### Excerpted text
= = = = = = =

Sarah Palin Resigns as Governor; Will Not Quit Defiling the English Language

batshit crazy

While we find ourselves most puzzled by the recent and abrupt decision of Sarah Palin to resign her “title” as Governor of Alaska because being a lame duck is so lame, and being a dead fish is so… stinky, we are not surprised in the least to learn that Sarah herself penned her resignation speech.

By the way, have you read this crazy-pants shit, otherwise known as the actaul transcript as released by Palin’s office? Some excerpts, after the jump…

“Hi, Alaska.”

Well, hello, Sarah. I’m actually in the lower 48, and about to leave the Mansion to attend some Independence Day festivities… Oh, right, nice timing *wink*

“I appreciate speaking directly TO you, the people I serve, as your Governor.”

Umm. What’s up with the shouting? And why, specifically, would you need to emphasize the word ‘TO’? (Keep in mind, folks, this is the WRITTEN version of her resignation speech.)

“People who know me know that besides faith and family, nothing’s more important to me than our beloved Alaska.

Alaska’s mission – to contribute to America. We’re strategic IN the world as the air crossroads OF the world, as a gatekeeper of the continent.”

So you’re super-committed TO Alaska and ITS strategic, gate-keeping mission, such as.

= = = = = = =

### Dataset records
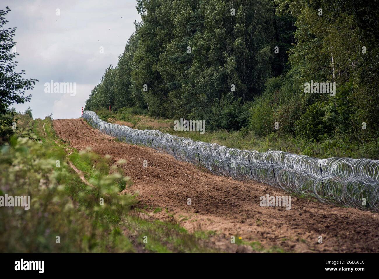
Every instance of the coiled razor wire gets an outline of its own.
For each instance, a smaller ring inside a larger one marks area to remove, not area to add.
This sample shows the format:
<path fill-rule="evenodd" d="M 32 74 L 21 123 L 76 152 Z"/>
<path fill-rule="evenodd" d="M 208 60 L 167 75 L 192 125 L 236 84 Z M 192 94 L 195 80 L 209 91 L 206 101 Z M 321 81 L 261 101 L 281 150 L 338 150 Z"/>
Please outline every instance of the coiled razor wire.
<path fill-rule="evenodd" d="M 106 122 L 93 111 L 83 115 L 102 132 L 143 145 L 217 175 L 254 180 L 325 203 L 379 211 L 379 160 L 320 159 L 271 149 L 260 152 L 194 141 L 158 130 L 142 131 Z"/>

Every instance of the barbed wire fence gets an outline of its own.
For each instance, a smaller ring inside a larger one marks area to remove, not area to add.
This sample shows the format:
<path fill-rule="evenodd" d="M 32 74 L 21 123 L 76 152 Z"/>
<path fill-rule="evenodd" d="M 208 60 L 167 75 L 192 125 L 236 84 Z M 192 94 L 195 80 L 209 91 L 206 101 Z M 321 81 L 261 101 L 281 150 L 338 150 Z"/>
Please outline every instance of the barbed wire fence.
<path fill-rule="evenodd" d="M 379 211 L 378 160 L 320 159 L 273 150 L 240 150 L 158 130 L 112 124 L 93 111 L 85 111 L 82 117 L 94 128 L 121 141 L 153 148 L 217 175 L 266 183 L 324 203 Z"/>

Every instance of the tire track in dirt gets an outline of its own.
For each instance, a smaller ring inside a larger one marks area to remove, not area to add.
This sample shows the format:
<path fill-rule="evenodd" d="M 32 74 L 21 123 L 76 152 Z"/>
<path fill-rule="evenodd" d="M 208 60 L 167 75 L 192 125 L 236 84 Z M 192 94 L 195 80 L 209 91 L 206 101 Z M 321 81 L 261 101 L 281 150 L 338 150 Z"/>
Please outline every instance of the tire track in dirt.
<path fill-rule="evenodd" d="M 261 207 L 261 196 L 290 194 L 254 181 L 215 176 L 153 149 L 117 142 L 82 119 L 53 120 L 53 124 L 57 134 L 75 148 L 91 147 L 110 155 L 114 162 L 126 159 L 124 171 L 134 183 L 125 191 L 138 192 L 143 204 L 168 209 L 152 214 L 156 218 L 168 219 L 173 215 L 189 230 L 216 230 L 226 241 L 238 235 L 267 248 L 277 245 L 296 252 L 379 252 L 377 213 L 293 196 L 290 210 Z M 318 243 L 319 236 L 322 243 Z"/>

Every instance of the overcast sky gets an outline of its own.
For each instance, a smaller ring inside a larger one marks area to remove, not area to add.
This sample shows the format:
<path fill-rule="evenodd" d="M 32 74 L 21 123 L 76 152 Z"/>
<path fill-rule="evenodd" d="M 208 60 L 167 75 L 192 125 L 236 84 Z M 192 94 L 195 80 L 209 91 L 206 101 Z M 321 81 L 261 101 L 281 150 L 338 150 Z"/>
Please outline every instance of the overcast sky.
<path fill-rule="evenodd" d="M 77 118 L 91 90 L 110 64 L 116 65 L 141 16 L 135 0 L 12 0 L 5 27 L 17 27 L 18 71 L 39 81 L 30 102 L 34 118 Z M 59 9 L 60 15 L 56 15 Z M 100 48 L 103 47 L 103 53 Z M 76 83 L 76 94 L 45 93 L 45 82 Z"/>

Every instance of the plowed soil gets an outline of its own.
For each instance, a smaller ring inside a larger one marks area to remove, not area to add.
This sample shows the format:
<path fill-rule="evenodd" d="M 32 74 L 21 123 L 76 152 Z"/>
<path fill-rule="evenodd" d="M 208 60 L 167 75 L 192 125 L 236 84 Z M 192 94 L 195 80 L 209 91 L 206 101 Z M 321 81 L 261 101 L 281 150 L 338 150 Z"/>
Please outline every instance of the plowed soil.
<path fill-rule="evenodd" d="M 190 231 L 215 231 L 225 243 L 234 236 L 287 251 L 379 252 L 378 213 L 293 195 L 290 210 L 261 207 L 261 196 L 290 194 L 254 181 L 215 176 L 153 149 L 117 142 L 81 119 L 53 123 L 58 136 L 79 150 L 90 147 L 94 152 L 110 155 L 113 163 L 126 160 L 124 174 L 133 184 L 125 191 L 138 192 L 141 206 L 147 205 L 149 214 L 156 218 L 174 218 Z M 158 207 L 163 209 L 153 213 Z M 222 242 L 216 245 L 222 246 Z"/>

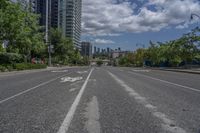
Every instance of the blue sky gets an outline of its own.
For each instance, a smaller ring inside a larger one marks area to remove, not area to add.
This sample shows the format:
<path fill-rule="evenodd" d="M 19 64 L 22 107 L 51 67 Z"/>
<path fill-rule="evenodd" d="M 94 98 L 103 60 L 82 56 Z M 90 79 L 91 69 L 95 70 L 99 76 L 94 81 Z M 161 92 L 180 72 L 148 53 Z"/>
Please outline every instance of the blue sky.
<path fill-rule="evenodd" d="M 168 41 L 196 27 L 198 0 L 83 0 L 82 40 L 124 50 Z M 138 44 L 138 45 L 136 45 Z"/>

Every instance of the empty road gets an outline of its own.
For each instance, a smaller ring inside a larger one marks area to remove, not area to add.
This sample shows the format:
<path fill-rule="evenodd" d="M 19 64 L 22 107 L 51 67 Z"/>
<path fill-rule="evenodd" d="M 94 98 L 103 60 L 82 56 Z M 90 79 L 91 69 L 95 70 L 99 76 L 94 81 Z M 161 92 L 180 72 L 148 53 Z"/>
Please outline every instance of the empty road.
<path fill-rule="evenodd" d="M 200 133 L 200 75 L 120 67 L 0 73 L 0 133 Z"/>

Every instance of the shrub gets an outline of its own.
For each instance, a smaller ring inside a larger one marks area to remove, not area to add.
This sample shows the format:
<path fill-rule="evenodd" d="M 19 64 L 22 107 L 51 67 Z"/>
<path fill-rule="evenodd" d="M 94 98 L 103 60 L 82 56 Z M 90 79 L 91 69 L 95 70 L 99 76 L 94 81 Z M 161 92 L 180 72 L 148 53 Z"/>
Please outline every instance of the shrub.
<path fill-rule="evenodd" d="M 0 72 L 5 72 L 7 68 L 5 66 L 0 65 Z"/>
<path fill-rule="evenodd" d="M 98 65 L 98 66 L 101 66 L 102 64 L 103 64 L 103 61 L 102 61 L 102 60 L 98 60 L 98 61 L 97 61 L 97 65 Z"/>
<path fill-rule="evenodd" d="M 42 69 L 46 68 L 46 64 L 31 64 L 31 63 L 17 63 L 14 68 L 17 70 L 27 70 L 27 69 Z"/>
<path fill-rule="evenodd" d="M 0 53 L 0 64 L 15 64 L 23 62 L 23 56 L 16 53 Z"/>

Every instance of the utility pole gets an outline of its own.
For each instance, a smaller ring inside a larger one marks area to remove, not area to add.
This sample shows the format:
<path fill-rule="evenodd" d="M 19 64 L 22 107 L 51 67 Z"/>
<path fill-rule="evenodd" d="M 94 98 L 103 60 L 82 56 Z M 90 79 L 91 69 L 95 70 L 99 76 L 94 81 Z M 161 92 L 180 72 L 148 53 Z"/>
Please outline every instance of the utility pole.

= = = = = = =

### Problem to solve
Can you condense the paragraph beginning "While we find ourselves" in the post about Sarah Palin's resignation while keeping its main facts? The data comes from a different source than the text.

### Written response
The writers are puzzled that Sarah Palin abruptly resigned as Governor of Alaska because being a lame duck is "so lame" and being a dead fish is "so… stinky." They are not at all surprised that she wrote her resignation speech herself.